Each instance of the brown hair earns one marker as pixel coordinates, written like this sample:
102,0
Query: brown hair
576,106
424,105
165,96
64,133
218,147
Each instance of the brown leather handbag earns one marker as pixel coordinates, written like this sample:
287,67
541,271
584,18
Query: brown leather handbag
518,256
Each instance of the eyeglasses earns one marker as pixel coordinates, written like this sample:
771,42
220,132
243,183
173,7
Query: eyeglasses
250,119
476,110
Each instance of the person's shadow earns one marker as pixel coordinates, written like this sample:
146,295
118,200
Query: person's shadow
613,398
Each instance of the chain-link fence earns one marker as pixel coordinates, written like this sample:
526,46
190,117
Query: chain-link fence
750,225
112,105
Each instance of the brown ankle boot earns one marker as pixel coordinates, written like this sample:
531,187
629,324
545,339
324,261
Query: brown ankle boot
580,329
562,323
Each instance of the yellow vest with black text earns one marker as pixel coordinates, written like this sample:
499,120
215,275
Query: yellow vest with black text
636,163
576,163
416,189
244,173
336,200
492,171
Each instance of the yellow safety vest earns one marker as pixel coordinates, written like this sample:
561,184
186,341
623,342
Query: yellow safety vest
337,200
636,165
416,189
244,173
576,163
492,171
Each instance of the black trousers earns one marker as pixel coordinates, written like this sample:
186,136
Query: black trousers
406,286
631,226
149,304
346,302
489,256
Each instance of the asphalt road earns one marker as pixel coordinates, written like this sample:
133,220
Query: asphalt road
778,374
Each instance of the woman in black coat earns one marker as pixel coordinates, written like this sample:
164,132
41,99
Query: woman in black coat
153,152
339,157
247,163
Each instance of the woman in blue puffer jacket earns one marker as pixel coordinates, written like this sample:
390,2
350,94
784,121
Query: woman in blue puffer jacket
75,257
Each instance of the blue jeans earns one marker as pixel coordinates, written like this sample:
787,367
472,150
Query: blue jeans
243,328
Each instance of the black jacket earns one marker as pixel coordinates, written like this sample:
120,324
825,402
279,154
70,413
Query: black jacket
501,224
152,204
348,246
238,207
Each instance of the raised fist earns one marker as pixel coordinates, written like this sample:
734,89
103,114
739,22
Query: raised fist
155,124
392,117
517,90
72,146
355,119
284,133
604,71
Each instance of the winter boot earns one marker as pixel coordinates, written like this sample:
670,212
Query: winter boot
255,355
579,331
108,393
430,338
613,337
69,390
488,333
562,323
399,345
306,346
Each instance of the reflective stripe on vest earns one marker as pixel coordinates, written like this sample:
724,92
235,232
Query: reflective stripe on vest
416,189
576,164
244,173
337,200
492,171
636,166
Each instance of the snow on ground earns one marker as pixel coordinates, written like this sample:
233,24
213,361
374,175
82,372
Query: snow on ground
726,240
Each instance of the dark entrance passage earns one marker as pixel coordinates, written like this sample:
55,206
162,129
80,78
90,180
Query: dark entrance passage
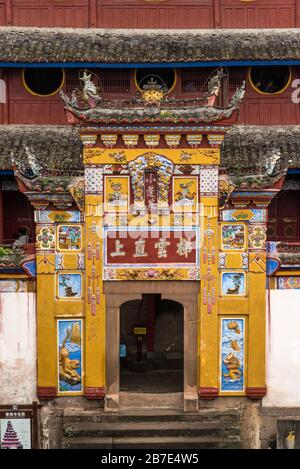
151,345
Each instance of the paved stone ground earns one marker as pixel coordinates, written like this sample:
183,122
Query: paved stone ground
162,381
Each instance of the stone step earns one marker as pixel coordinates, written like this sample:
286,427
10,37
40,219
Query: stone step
228,416
200,442
134,401
149,428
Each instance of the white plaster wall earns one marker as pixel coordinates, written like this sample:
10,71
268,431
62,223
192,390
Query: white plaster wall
17,348
283,349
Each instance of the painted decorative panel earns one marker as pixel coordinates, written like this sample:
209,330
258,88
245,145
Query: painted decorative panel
45,238
257,237
116,193
66,261
233,237
185,193
209,181
288,283
14,286
69,237
150,247
69,355
69,285
233,283
253,215
232,354
93,178
50,216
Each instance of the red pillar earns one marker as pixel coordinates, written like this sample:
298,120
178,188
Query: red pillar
150,299
1,215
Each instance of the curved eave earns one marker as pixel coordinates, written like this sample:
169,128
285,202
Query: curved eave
191,64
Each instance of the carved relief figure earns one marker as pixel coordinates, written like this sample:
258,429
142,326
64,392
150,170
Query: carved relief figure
233,237
69,286
70,359
232,354
233,283
69,237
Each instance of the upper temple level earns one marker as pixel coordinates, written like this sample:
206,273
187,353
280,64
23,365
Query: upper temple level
37,64
200,14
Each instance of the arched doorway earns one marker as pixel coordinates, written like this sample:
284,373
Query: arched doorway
151,345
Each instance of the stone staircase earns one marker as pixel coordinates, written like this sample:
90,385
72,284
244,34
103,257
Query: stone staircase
151,429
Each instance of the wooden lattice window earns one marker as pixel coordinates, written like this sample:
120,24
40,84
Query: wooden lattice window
195,79
112,81
236,78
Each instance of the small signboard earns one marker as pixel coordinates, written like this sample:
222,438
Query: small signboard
18,426
15,433
140,330
122,351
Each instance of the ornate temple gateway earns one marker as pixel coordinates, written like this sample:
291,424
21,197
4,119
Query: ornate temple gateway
154,218
149,223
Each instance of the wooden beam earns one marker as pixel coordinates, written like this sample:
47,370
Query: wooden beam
93,14
217,14
8,13
297,14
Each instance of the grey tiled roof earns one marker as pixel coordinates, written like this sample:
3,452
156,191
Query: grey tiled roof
54,147
245,148
33,45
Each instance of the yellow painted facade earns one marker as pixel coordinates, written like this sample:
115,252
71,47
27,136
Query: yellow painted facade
243,263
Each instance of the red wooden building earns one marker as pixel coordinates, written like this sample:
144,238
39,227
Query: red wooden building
47,45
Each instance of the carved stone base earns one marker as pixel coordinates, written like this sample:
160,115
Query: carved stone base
190,402
94,393
256,393
46,392
208,393
111,403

------------------------------------------------------------------------

▶ _Задание_:
Повторите все записи выше без единого изменения, но изображения в ответ не включайте.

▶ _Выполненное задание_:
Each instance of the brown hair earns one marker as pixel coordinates, written like this sample:
102,0
Query: brown hair
576,106
424,105
165,96
64,133
218,147
Each instance of the brown leather handbag earns one marker as pixel coordinates, written like this sample:
287,67
541,271
584,18
Query: brown leather handbag
518,256
Each instance of the eyeglasses earns one marker as pixel coordinates, written like this sample:
771,42
220,132
243,183
173,7
Query: eyeglasses
250,119
476,110
Each instance of the person's shadow earns one marker as pixel coordinates, written like this sample:
146,295
118,200
Query: person's shadow
613,398
Each instance of the chain-link fence earns one marker as pixel coordinates, written like this sample:
526,46
190,117
Query: chain-link fence
750,225
112,105
Each instance of the brown ankle boot earns one marker as pixel coordinates, written like this sample:
531,187
629,324
545,339
324,261
Query: brown ankle boot
580,329
562,323
Each instance of the yellow vest with black text earns one marker as pixel coordinates, written like this sample:
499,120
215,275
Query: yellow vest with black text
636,163
576,163
416,189
244,173
336,200
492,171
Each instance of the yellow safety vest earns one marker as pixel coordinates, written like this sample:
561,184
186,341
623,342
Query: yellow safety vest
337,200
636,165
416,189
244,173
576,163
492,171
Each instance of the black trousers earns one marker as pixel coordinates, written like this sample:
186,136
Query: black trousers
406,286
631,226
149,304
346,302
489,256
Each instance of the asphalt road earns one marker as pixel coordinates, written like this sample:
133,220
Query: asphalt road
778,374
Each instance of the woman in black coat earns one marker as pixel coordinates, written like this sample:
164,132
41,99
Query: woman in black coat
153,152
339,157
247,163
Each instance of the woman in blue puffer jacket earns one marker as pixel coordinates, written like this sample:
390,2
350,94
784,121
Query: woman in blue puffer jacket
75,257
Each instance of the blue jeans earns one marker as pixel coordinates, written like this sample:
787,367
472,150
Query: blue jeans
243,328
Each instance of the black jacket earns one marker as pixel coordinates, written like this sample:
120,324
825,402
279,154
70,413
Query: black jacket
501,224
152,204
348,246
238,207
Each instance of the raised fist earns one marker as pixel coordinates, written like this sample:
734,89
103,114
739,22
Query: raised fist
155,124
392,117
517,90
72,146
355,119
284,133
604,71
Each instance of the winter boot earns one marker as pixel coordinates, written like this sample:
670,212
Query: winter boot
255,355
579,331
108,393
430,338
613,337
69,390
488,333
562,323
399,345
306,346
Each instance of the reflective stripe on vest earns one marker as pixel coordinates, written like this sample:
724,92
235,232
Query: reflective stripe on vest
416,189
576,164
244,173
337,200
492,171
636,166
Each instance of the snow on ground earns one marker as pixel coordinates, written like this sample:
233,24
213,361
374,175
82,372
Query: snow on ground
726,240
Each instance of the dark entrance passage earns one marker as pixel coordinates, written like this sample:
55,206
162,129
80,78
90,180
Query: dark entrance passage
151,345
Each instance of the paved stone ground earns one marker as pixel coordinates, written like this sample:
183,122
Query: paved stone ground
162,381
Each instance of the stone step earns one marker as pixel coordinates, written like this sample:
286,427
10,37
40,219
Query: stone step
228,416
200,442
134,401
149,428
Each instance of the white plaster wall earns one marker as pixel coordinates, written like this sample:
10,71
268,431
62,223
192,390
Query: white plaster wall
17,348
283,349
Each instance of the painted decorative panel earns one marker as pixel coordinates, written like this sample:
209,330
258,88
245,145
Query: painted decorative panel
45,238
257,237
116,193
66,261
233,237
185,193
209,181
288,283
14,286
69,237
150,247
69,355
69,285
233,283
253,215
232,354
93,178
50,216
Each instance of the red pillar earns one marker as pixel coordinates, written like this sample:
298,120
178,188
Query: red pillar
150,299
1,215
Each instance of the curved eave earns one marker as pixel coordinates, written like this sample:
169,128
285,202
Query: curved eave
191,64
Each instance of the carved relief figure earns one marker as pixel coordinates, written like this sample:
258,429
142,326
64,392
150,170
Query: carved relief figure
233,237
69,286
70,359
232,354
233,283
69,237
Each instance of the upper temple level earns one marker as pixel coordinates, written like this sample:
206,273
187,353
280,64
23,365
Query: upper temple level
37,64
200,14
Each instance of the arched doorway earns one marker as pixel coordinates, written like this sample:
284,373
Query: arched doorway
151,345
Each instance of the stone staircase earns one marker as pixel coordinates, written like this sample:
90,385
72,284
244,34
103,257
Query: stone staircase
151,429
Each instance of the wooden lattice window earns one marker as pixel coordinates, written like this sample:
120,24
40,84
Query: wooden lattice window
195,79
112,81
236,78
Each instance of the small signboard earns one marker as pixel coordinates, written like this sample:
222,438
Query: small signboard
18,426
15,433
140,330
122,351
Each instance of the ornate temple gateway earns one marker as pixel coordinates, written like this sample:
291,424
21,197
4,119
Query: ornate temple gateway
154,218
149,223
Each instance of the wooden beam earns one marker as pixel coordinates, written like this sample:
47,370
Query: wooden beam
93,14
217,14
8,13
297,14
Each instance of the grey tiled roof earns one marker as pixel coordinates, written like this sample:
3,452
156,191
Query: grey tiled roof
54,147
245,148
33,45
Each instance of the yellow painted facade earns one marker as pixel coordinates, written like this sample:
115,252
71,47
27,136
Query: yellow painted facade
243,263
Each instance of the red wooden building earns one marker as pixel coordinates, written like this sample:
144,238
39,227
Query: red wooden building
47,45
Each instance of the carved stone base earns one marker as pixel coordinates, written like this sample:
160,115
Query: carved stone base
190,402
94,393
256,393
46,392
208,393
111,403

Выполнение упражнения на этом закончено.